= INFORMATION SHOWN =
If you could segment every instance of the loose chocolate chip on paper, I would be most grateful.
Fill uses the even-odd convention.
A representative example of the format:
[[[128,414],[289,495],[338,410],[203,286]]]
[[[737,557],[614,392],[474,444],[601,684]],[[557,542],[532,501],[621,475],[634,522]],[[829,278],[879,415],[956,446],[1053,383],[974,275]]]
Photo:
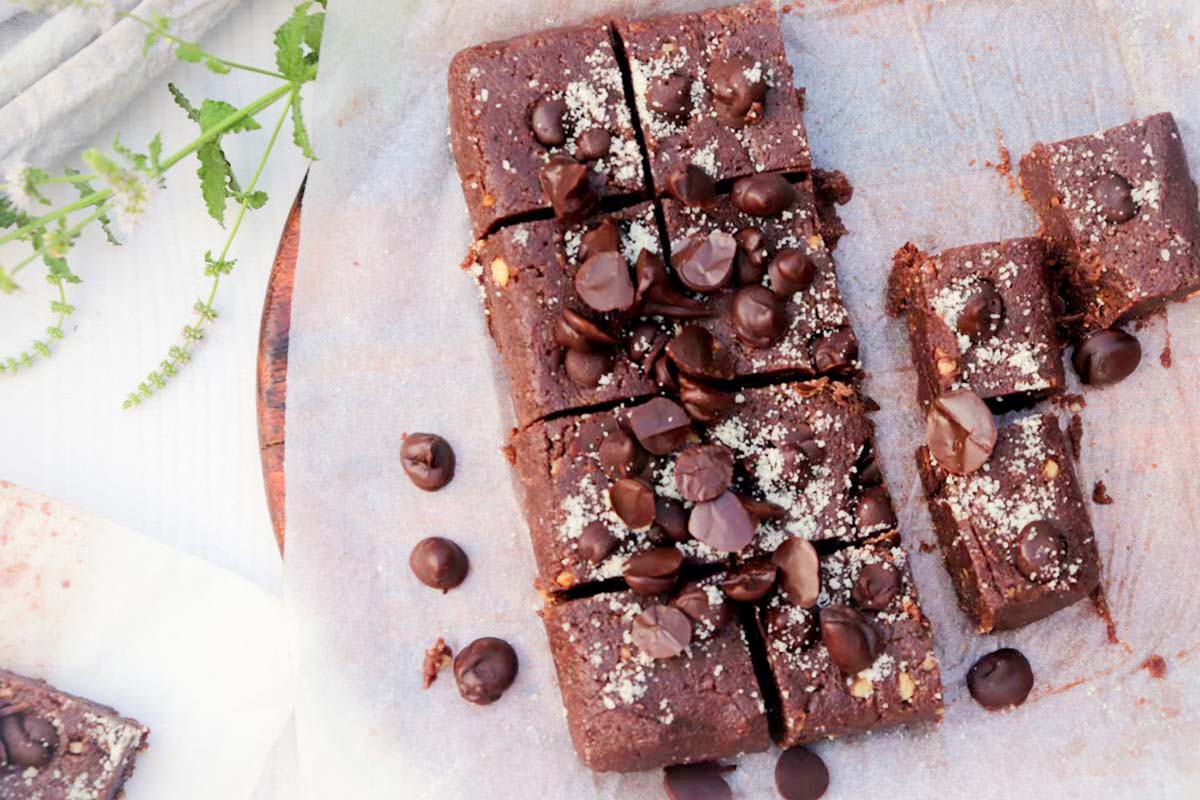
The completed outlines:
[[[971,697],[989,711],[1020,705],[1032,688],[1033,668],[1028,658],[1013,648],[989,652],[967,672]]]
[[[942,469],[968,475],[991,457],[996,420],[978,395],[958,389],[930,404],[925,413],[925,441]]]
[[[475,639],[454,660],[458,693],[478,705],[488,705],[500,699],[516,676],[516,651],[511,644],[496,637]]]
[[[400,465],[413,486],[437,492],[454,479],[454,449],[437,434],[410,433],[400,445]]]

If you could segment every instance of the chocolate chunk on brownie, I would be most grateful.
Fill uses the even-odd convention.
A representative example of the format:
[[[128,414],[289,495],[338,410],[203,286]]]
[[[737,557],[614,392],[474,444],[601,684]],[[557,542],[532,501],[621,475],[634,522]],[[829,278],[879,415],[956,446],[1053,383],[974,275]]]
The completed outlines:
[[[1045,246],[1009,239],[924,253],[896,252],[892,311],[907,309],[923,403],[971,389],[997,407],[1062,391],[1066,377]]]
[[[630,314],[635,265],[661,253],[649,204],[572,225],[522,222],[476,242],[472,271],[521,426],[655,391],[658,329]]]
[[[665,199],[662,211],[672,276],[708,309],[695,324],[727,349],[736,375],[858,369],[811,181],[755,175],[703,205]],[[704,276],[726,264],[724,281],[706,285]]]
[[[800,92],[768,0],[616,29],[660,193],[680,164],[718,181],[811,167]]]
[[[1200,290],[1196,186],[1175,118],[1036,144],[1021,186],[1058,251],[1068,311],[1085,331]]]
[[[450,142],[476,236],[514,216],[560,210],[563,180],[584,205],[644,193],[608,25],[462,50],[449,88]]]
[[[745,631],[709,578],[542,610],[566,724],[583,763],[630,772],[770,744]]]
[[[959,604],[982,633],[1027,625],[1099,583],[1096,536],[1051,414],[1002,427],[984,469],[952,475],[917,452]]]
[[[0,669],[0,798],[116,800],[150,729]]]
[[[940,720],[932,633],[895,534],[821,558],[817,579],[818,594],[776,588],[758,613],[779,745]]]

= TASK DESCRIPTION =
Leave out every picture and copy the rest of the records exactly.

= EXERCISE RESULT =
If you could segment every instance of the loose chocolate chip on paper, I would be most grateful.
Fill uses the even-odd convention.
A representative example of the format:
[[[128,414],[289,495],[338,410],[203,286]]]
[[[737,557],[614,392],[474,444],[601,684]],[[557,542],[532,501],[621,475],[634,522]],[[829,278],[879,415],[956,446],[1053,383],[974,275]]]
Photo:
The completed outlines:
[[[971,697],[989,711],[1020,705],[1032,688],[1033,668],[1028,658],[1013,648],[989,652],[967,672]]]
[[[942,469],[968,475],[991,457],[996,420],[978,395],[958,389],[930,404],[925,413],[925,441]]]
[[[475,639],[454,660],[458,693],[478,705],[488,705],[500,699],[516,676],[516,651],[511,644],[496,637]]]
[[[400,465],[413,486],[437,492],[454,479],[454,449],[437,434],[410,433],[400,445]]]

If you could segment every instance of the chocolate chunk on brownie, I would be most grateful.
Fill uses the even-odd convention.
A representative example of the format:
[[[128,414],[289,495],[338,410],[203,286]]]
[[[737,557],[614,392],[474,444],[601,684]],[[557,542],[532,501],[621,475],[634,522]],[[829,278],[879,415],[956,446],[1053,383],[974,275]]]
The completed outlines:
[[[1045,246],[1009,239],[924,253],[896,252],[892,311],[907,309],[923,403],[971,389],[997,407],[1062,391],[1066,377]]]
[[[630,314],[635,265],[661,253],[649,204],[572,225],[522,222],[476,242],[472,271],[521,426],[655,391],[658,329]]]
[[[665,199],[662,211],[672,276],[708,309],[695,324],[727,349],[736,375],[858,369],[811,181],[755,175],[703,205]],[[704,276],[726,264],[724,281],[706,285]]]
[[[800,92],[768,0],[616,29],[660,193],[680,164],[718,181],[811,167]]]
[[[1200,290],[1196,186],[1175,118],[1036,144],[1021,186],[1058,251],[1068,311],[1085,331]]]
[[[450,142],[476,236],[514,216],[560,210],[563,180],[584,205],[644,193],[608,25],[462,50],[449,88]]]
[[[745,631],[709,578],[542,610],[566,724],[583,763],[630,772],[770,744]]]
[[[959,604],[982,633],[1027,625],[1099,583],[1096,536],[1051,414],[1002,427],[984,469],[952,475],[917,452]]]
[[[0,669],[0,798],[116,800],[150,729]]]
[[[940,720],[932,633],[895,534],[821,558],[817,579],[818,594],[776,588],[758,613],[779,745]]]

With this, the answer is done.